• **TASK TO COMPLETE**
Transcribe all of the records word for word, please, omitting the pictures.

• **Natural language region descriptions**

------------------------------

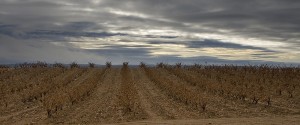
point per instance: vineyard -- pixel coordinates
(40, 93)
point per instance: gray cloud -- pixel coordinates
(268, 26)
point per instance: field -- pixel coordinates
(161, 94)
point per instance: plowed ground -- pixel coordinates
(101, 105)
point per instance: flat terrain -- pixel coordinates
(133, 96)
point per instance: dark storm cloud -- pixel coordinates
(276, 21)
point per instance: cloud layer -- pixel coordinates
(193, 31)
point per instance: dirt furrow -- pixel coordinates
(157, 103)
(33, 112)
(98, 108)
(223, 107)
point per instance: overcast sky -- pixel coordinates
(188, 31)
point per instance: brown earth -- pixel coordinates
(101, 106)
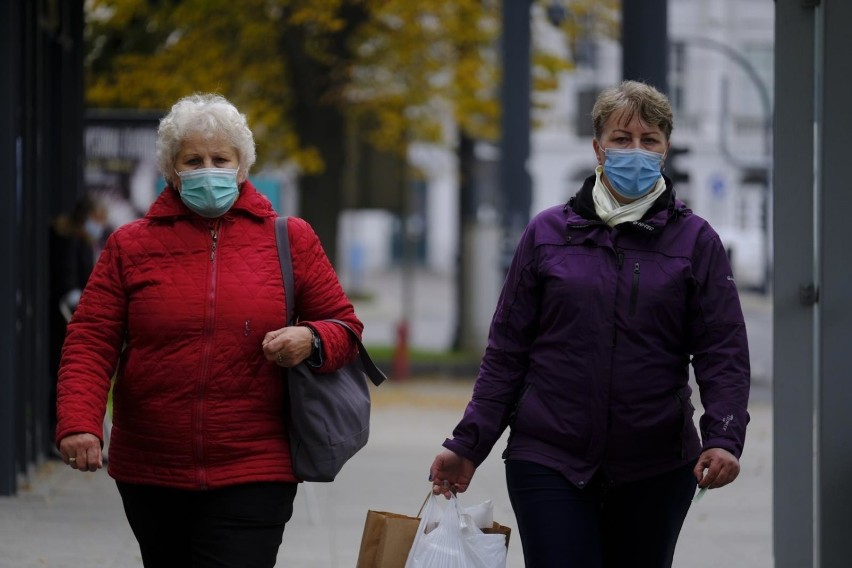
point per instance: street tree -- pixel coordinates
(313, 74)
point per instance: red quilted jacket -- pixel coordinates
(181, 314)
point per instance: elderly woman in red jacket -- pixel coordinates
(187, 304)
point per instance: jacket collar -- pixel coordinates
(580, 209)
(250, 202)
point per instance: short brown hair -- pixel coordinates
(630, 98)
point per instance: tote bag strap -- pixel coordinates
(282, 238)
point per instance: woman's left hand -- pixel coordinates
(721, 468)
(288, 346)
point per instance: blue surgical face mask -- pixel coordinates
(210, 192)
(632, 172)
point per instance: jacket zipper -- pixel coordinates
(205, 359)
(634, 290)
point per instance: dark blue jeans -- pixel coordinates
(234, 527)
(601, 526)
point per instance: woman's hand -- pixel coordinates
(721, 468)
(450, 473)
(82, 452)
(288, 346)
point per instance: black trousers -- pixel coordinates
(601, 526)
(234, 527)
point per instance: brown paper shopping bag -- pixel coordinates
(387, 538)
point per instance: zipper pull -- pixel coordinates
(214, 233)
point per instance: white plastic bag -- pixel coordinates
(450, 539)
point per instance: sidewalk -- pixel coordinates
(66, 519)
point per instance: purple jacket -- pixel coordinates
(589, 349)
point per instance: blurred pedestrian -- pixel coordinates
(608, 300)
(188, 303)
(75, 241)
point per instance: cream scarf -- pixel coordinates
(612, 212)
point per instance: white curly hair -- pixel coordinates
(207, 114)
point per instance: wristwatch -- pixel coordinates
(315, 359)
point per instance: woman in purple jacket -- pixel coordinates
(608, 300)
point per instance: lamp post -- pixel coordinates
(763, 92)
(515, 181)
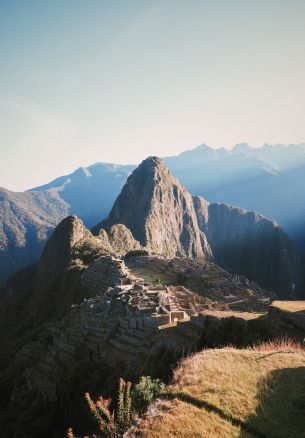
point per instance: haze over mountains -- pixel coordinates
(269, 180)
(82, 318)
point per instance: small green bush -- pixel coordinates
(136, 253)
(144, 392)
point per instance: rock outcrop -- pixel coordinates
(167, 220)
(26, 222)
(159, 212)
(58, 251)
(248, 243)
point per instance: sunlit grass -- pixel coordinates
(234, 393)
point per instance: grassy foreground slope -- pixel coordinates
(233, 393)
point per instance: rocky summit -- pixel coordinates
(167, 220)
(159, 212)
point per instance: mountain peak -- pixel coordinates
(158, 211)
(57, 253)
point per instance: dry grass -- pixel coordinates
(290, 306)
(234, 393)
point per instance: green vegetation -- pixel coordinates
(110, 424)
(113, 424)
(136, 253)
(145, 392)
(233, 393)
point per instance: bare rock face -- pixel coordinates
(248, 243)
(58, 251)
(26, 222)
(122, 240)
(159, 212)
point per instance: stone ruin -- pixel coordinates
(127, 322)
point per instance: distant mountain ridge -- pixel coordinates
(269, 180)
(166, 219)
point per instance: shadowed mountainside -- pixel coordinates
(268, 180)
(164, 217)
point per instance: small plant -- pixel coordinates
(110, 424)
(145, 392)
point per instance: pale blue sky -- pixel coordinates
(87, 81)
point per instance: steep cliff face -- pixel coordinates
(167, 220)
(26, 221)
(58, 251)
(159, 212)
(248, 243)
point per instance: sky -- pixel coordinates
(117, 81)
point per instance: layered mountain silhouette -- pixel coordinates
(159, 212)
(167, 220)
(269, 180)
(28, 219)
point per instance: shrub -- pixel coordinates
(145, 392)
(110, 424)
(136, 253)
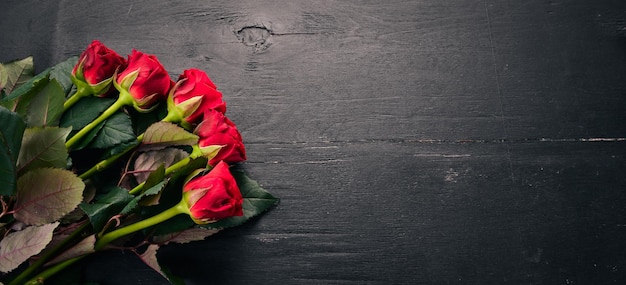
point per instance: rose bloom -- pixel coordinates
(97, 64)
(213, 196)
(145, 79)
(192, 85)
(217, 129)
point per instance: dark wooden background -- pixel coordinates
(425, 142)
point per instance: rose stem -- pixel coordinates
(180, 208)
(81, 91)
(107, 162)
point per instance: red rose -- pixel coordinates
(95, 68)
(193, 94)
(213, 196)
(145, 79)
(217, 129)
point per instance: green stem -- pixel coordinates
(124, 99)
(172, 118)
(41, 277)
(45, 257)
(180, 208)
(102, 165)
(81, 92)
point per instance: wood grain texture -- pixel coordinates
(411, 142)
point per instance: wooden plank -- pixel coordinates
(410, 141)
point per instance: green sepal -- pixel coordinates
(256, 200)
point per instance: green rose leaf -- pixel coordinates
(117, 129)
(83, 247)
(15, 73)
(155, 183)
(43, 147)
(26, 91)
(255, 201)
(11, 132)
(85, 111)
(45, 107)
(149, 161)
(62, 73)
(17, 247)
(152, 191)
(45, 195)
(106, 206)
(162, 134)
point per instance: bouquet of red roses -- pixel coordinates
(101, 152)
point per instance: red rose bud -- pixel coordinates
(95, 68)
(145, 79)
(213, 196)
(217, 129)
(193, 94)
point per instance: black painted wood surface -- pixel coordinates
(411, 142)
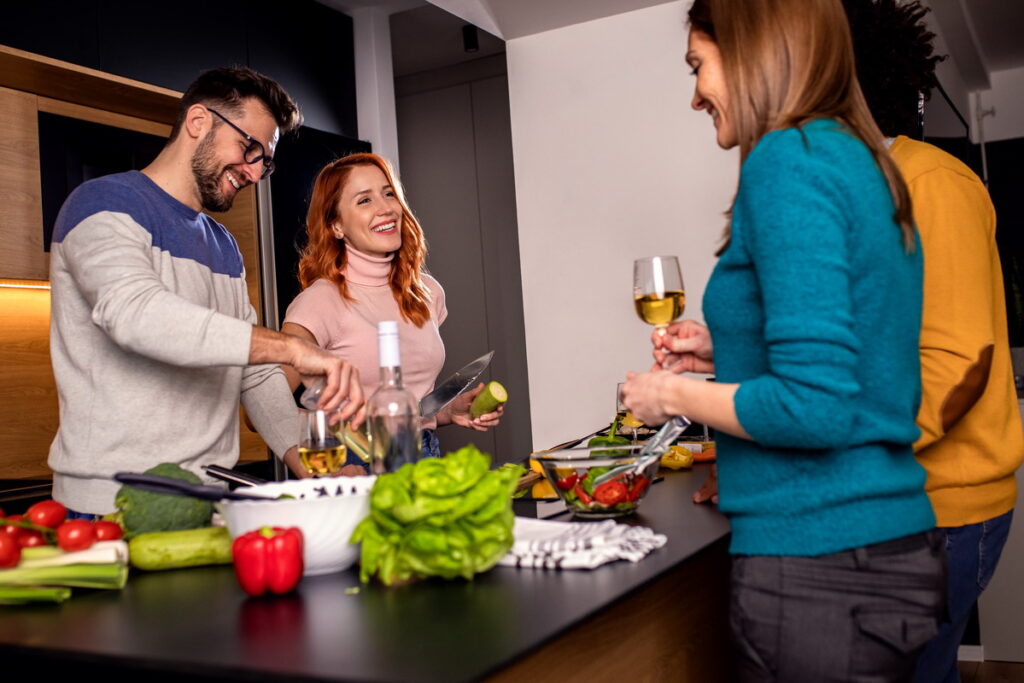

------------------------------

• **ANSWER TO THE EXERCISE**
point per instance: vineyard -- pixel coordinates
(40, 93)
point per instance: gray cloud -- pixel coordinates
(268, 26)
point per instance: field -- pixel coordinates
(161, 94)
point per instance: plowed ground -- pixel coordinates
(101, 105)
point per instance: flat terrain -- pixel coordinates
(133, 96)
point per instance: dark storm cloud -- pixel coordinates
(276, 21)
point per instance: cloud layer -- pixel coordinates
(193, 31)
point per instance: dirt furrow -- pixel coordinates
(157, 103)
(33, 112)
(98, 108)
(223, 107)
point per instance: overcast sky -- pixel coordinates
(188, 31)
point per instance: brown earth -- pixel coordinates
(101, 106)
point per instance: street tree -- pixel coordinates
(313, 74)
point per instance: red quilted jacket -- pixel coordinates
(181, 314)
point per instance: elderly woman in red jacket -- pixel coordinates
(187, 304)
point per instance: jacket collar -- pixel coordinates
(580, 209)
(250, 202)
point per instance: short brown hair -- pixel coordinates
(630, 98)
point per instance: tote bag strap -- pixel coordinates
(282, 238)
point per instance: woman's left hand -- pixel coordinates
(721, 468)
(288, 346)
point per instance: blue surgical face mask -- pixel coordinates
(210, 192)
(632, 172)
point per instance: jacket zipper -- pixel coordinates
(205, 359)
(634, 290)
point per instance: dark blue jeans -- pixel coordinates
(234, 527)
(601, 526)
point per instance: woman's hand -- pixel coordinates
(721, 468)
(450, 473)
(82, 452)
(288, 346)
point per instance: black trousers -- pixel coordinates
(601, 526)
(234, 527)
point per instance: brown paper shopping bag -- pixel coordinates
(387, 538)
point per instance: zipper pull -- pixel coordinates
(214, 233)
point per instance: white plastic bag -- pixel coordinates
(450, 539)
point per instance: sidewalk -- pixel coordinates
(66, 519)
point per instance: purple jacket -- pixel coordinates
(589, 349)
point per instance: blurred pedestrian -- pixel coordinates
(608, 300)
(188, 303)
(75, 241)
point per instance: cream scarf -- pixel coordinates
(612, 212)
point per instance: white curly hair -- pixel coordinates
(207, 114)
point per instance: wristwatch -- pixel coordinates
(315, 359)
point per instance: woman in purple jacket -- pixel coordinates
(608, 300)
point per instance: lamp post -- pixel coordinates
(763, 92)
(515, 181)
point per instance: haze over mountains -- pixel coordinates
(269, 180)
(82, 318)
point per instance: small green bush -- pixel coordinates
(136, 253)
(144, 392)
point per instance: rock outcrop -- pixel coordinates
(167, 220)
(26, 222)
(159, 212)
(58, 251)
(248, 243)
point per instance: sunlit grass -- pixel coordinates
(234, 393)
point per instance: grassy foreground slope -- pixel coordinates
(233, 393)
point per instance: rocky summit -- pixel coordinates
(167, 220)
(159, 212)
point per instance: mountain peak -- pixel coordinates
(158, 211)
(57, 253)
point per instance: dry grass -- pixel coordinates
(290, 306)
(234, 393)
point per instance: green vegetation -- pixel coordinates
(110, 424)
(113, 424)
(136, 253)
(145, 392)
(233, 393)
point per instance: bare rock face -- pixel coordinates
(248, 243)
(58, 251)
(26, 222)
(122, 240)
(159, 212)
point per instance: stone ruin -- pixel coordinates
(127, 322)
point per instance: distant mountain ridge -- pixel coordinates
(269, 180)
(166, 219)
point per instance: shadowed mountainside -- pixel coordinates
(268, 180)
(164, 217)
point per instance: small plant -- pixel coordinates
(110, 424)
(145, 392)
point per instance: pale blue sky -- pixel coordinates
(87, 81)
point per instance: steep cliff face -- pixel coordinates
(167, 220)
(26, 221)
(58, 251)
(159, 212)
(248, 243)
point per instance: sky -- pixel coordinates
(117, 81)
point per instance: layered mountain silhouette -- pixel coordinates
(159, 212)
(167, 220)
(269, 180)
(28, 219)
point per instance: shrub -- pixel coordinates
(145, 392)
(110, 424)
(136, 253)
point per instance: rose bloom -- pixel coordinates
(97, 64)
(213, 196)
(145, 79)
(192, 85)
(217, 129)
point per instance: dark wooden background -- pixel coordinates
(425, 142)
point per instance: rose stem -- pixel coordinates
(180, 208)
(81, 91)
(107, 162)
point per instance: red rose -- pixel coordinates
(95, 68)
(193, 94)
(213, 196)
(145, 79)
(217, 129)
point per instance: green stem -- pixel coordinates
(124, 99)
(172, 118)
(41, 277)
(45, 257)
(180, 208)
(102, 165)
(81, 92)
point per instance: wood grain texture -- pixel coordinates
(411, 142)
point per instance: wooden plank -- pixel coordinates
(410, 141)
point per instance: green sepal -- pixel coordinates
(256, 200)
point per instance: green rose leaf -- pixel coordinates
(117, 129)
(83, 247)
(15, 73)
(155, 183)
(43, 147)
(26, 91)
(255, 201)
(11, 132)
(85, 111)
(45, 107)
(149, 161)
(62, 73)
(17, 247)
(152, 191)
(45, 195)
(106, 206)
(162, 134)
point per instance: bouquet of red roses -- pixel coordinates
(101, 152)
point per instance: red rose bud -- pixel coordinates
(95, 68)
(145, 79)
(213, 196)
(217, 129)
(193, 94)
point per instance: black painted wood surface -- pixel coordinates
(411, 142)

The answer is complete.